• _Records from a collection_:

===============

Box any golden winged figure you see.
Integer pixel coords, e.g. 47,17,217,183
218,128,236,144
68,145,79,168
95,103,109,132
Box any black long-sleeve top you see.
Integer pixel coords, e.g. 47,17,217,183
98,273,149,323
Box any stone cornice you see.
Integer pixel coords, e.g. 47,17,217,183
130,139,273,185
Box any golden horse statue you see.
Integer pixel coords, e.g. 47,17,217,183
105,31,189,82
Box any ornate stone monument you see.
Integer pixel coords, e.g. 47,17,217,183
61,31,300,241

===============

• _What this task involves_: Edit the records so that every "golden" becomes "gilded", leaving all else unchanged.

• _Right answer_:
Box any gilded winged figure you see.
Integer pixel coords, e.g. 47,17,217,183
218,128,236,144
68,145,79,168
95,103,109,132
Box any black long-sleeve top you see.
Integer pixel coords, e.g. 47,17,217,183
98,273,149,323
Box any stone cornice you see.
Integer pixel coords, e.g. 47,17,217,183
130,139,273,185
Box any gilded horse statue you see.
Integer pixel coords, e.g. 47,17,217,183
105,31,189,82
Box any ornate stone monument you see.
Integer pixel coords, e.g. 47,17,217,183
61,31,300,241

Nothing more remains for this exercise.